TEXT SECTION:
## BEGIN

# Rat afraid of thunderstorms?



## zurfaces (Jan 16, 2013)

So we had some pretty bad storms here last night and I woke up this morning to a mess!!! One of my rats destroyed her cage. I'm not sure if it was because of the storm or not I was just wondering what everyone else thinks? That's the only tthing I can figure because the only other time she has done this was because she was stresssed due to us not being home and handling her. 

Here is a video of the damage lol she looks so guilty rat shaming. 

https://www.youtube.com/watch?v=Swe2L5z7Lbk&feature=youtube_gdata_player

Sent from Petguide.com Free App


----------



## Rat Daddy (Sep 25, 2011)

I'll go along with your reasoning. When rats are afraid they want to be cuddled by their pack. When rats get too stressed they can freak out.


----------



## Camelle (Feb 11, 2013)

That sounds about right. I can tell you though that my rat Loki is terrified of thunder (humorously enough) so it is possible but when he's scared he doesn't tear up his cage in fact he almost doesn't even move. He hides under things and I usually have to get him out and hold him and he huddles under my hair and cowers.


----------



## Rumy91989 (Dec 31, 2012)

Wow, she did go a little nuts there! Does it not usually thunderstorm in your area?
My girls love thunder storms. They get very excited and want nothing more than to go by the window and watch it. But I imagine the loud noises and flashing lights can be very stressful, poor girl.


----------



## zurfaces (Jan 16, 2013)

## END

WORK INSTRUCTIONS:
1) Translate this sentence from the thunderstorm thread above into Spanish: "When rats are afraid they want to be cuddled by their pack."
2) Pick up the thread about the rat and the thunderstorm from its final line, writing the post that follows the last header.

GIVEN INFORMATION:
## BEGIN

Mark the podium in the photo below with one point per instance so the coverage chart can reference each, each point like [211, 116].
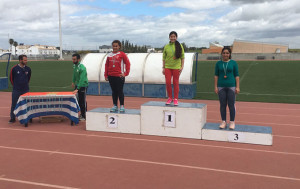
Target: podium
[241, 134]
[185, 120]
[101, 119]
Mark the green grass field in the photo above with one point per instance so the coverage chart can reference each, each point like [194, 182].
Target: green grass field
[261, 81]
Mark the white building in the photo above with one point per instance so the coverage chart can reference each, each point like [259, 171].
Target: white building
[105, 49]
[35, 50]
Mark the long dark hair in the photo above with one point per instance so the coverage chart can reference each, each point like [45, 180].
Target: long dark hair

## END
## BEGIN

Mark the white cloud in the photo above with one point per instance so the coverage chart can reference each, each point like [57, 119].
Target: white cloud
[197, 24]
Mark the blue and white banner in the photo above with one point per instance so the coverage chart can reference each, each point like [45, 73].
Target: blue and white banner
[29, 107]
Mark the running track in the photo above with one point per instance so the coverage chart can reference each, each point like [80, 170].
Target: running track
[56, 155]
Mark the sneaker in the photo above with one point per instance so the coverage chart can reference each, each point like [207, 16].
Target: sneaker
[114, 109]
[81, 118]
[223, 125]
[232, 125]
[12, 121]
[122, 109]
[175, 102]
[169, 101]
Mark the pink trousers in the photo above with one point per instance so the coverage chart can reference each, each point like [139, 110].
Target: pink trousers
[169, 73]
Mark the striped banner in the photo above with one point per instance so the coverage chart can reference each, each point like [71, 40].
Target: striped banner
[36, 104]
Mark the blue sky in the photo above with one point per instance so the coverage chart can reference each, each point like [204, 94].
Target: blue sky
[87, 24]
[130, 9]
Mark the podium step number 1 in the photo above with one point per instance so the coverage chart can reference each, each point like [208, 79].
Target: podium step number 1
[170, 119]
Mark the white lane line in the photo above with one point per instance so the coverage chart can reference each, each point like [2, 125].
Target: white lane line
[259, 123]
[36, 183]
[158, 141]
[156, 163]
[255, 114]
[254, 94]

## END
## BEGIN

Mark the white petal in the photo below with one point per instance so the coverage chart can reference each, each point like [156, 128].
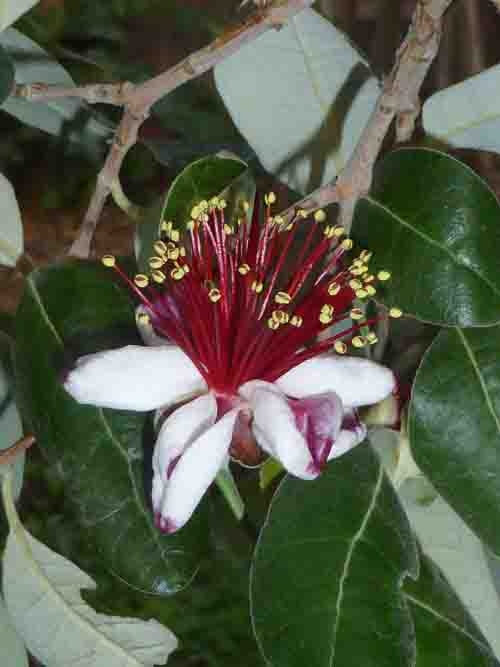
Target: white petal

## END

ANSWERS BY TASK:
1) Cuando las ratas tienen miedo, quieren que su manada las mime.

2)
Well my new place has thinner walls than the old one. This is the second summer we've had her and the first summer at our new place. Also last summer I believe they were on bedding not fleece so I wouldnt have noticed. The thunderstorm we had when she did this was terrible. All night long big booming house shaking thunder. Usually they're not that loud. 

Sent from Petguide.com Free App


----------



## Rat Daddy (Sep 25, 2011)

Some rats kind of build up pressure... first they get quiet and then they go nuts. I'm working on outdoor training with my girl Amelia. She will sit next to me on the bench for about half an hour and even interact with other people for a while and then she will start to get more and more uncomfortable and eventually she just need to run like crazy. I usually put her on a fence rail and she will do sprints for a few hundred yards, back and forth to burn off the anxious energy before she can calm down again. Otherwise she'll start digging a den or dive into some dark hole to de-stress. I suspect the length of the thunderstorm finally pushed her over the edge.

True shoulder rats tend to get anxious when you take them outside then calm down as they get used to the open spaces and the people... Other rats tend to start out amazingly calm and composed and then build up to a complete freak out. It's just the way your particular rat is wired.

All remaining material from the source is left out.